DOCUMENT PASSAGE:

■ ■ ■ ■ ■ ■ ■

Bowe said this week that his first months as coach Todd Haley’s whipping boy were humbling, demeaning, confusing and …
“Interesting,” he said. “Very, very interesting.”
Bowe smiled.
“Now it’s better,” he said.
Bowe entered this season as an overconfident, unreliable and supremely talented receiver. Haley approached Bowe and, perhaps for the first time in his career, forced him to forget the show and just catch the ball. That wasn’t easy. Bowe likes to put on a show.
“One of the first things I said to Dwayne was: ‘Don’t give me your numbers,’ ” Haley said. “If a receiver is on a losing team and has a thousand yards, it really doesn’t count in my mind.”
Months have passed since those first meetings and a Chiefs training camp in which Bowe, in his third season after being a first-round pick in 2007, was stripped of his starting job and moved to third-team wideout. But even as Bowe reclaimed the role of starter, as his skills improved and his trust in Haley strengthened, it has become clear that Bowe remains one of Haley’s most hands-on projects.
Bowe has 23 catches, 301 yards and four touchdowns, and those numbers are encouraging. But the work continues on helping Bowe reach his potential, and for now, some bad habits and a persistent trend of dropped passes are holding him back.

■ ■ ■ ■ ■ ■ ■

INFORMATION SUPPLIED:
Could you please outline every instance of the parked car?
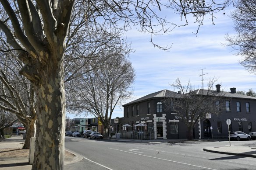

■ ■ ■ ■ ■ ■ ■

PROBLEMS AND TASKS:
[1] In the passage about Dwayne Bowe, where on the depth chart was Bowe moved during Chiefs training camp?
[2] In the passage about Dwayne Bowe, rewrite the part that opens with the words containing "Bowe smiled." and closes with "most hands-on projects.", substituting "wideout" for "receiver".
[3] Pick up the passage about Dwayne Bowe where it stops and keep writing.

SET OF ANSWERS:
[1] He was moved to third-team wideout.

[2]
Bowe smiled.
“Now it’s better,” he said.
Bowe entered this season as an overconfident, unreliable and supremely talented wideout. Haley approached Bowe and, perhaps for the first time in his career, forced him to forget the show and just catch the ball. That wasn’t easy. Bowe likes to put on a show.
“One of the first things I said to Dwayne was: ‘Don’t give me your numbers,’ ” Haley said. “If a wideout is on a losing team and has a thousand yards, it really doesn’t count in my mind.”
Months have passed since those first meetings and a Chiefs training camp in which Bowe, in his third season after being a first-round pick in 2007, was stripped of his starting job and moved to third-team wideout. But even as Bowe reclaimed the role of starter, as his skills improved and his trust in Haley strengthened, it has become clear that Bowe remains one of Haley’s most hands-on projects.

[3]
Back in training camp, Bowe’s route running had to improve. His focus had to sharpen. His work ethic needed to be chiseled and polished. And he needed to shed most of those 30 extra pounds he brought with him to the Chiefs’ offseason program.
Bowe’s charisma and promises had no effect on Haley. All Haley cared about was results. Bowe could keep his unusual brand of logic — some things haven’t changed — to himself.
“You’ve got to crawl before you can walk,” Bowe said, “but I came out of the womb and was sprinting. … I was crawling in training camp. Those first couple of games, just being in the doghouse, I was just trying to crawl out of the hole.”
Bowe said this week that he has matured. He became willing to listen to Haley, whose hard stance first annoyed and then angered Bowe before it finally got his attention. When that happened, Bowe began making the kinds of improvements the Chiefs had been waiting for.
Still, work remains if, as is Bowe’s goal, he is to become a reliable and explosive wideout such as Arizona’s Larry Fitzgerald — whom Haley coached during two seasons as the Cardinals’ offensive coordinator. Fitzgerald had to adapt to Haley’s way, too, and he had to learn to accept some hard truths. For all the progress Fitzgerald made, Haley never let up. Bowe is learning that now.
“Even when I talk to Larry,” Bowe said, “he says Todd still was on him even though he tried to do everything perfect.”
Bowe said he doesn’t try to be perfect; instead, he just wants to follow Haley’s instructions. Bowe has improved, but the road isn’t smooth yet. He still has too many drops, and the Chiefs are determined to figure out why. Is it focus or bad habits? Or both?
Bowe’s hand placement on easy catches hasn’t yet been perfected. Coaches teach receivers to catch passes above their waist with their thumbs and forefingers forming a diamond; passes below the waist should be caught with the player’s pinkie fingers nearly touching, the hands forming a basket.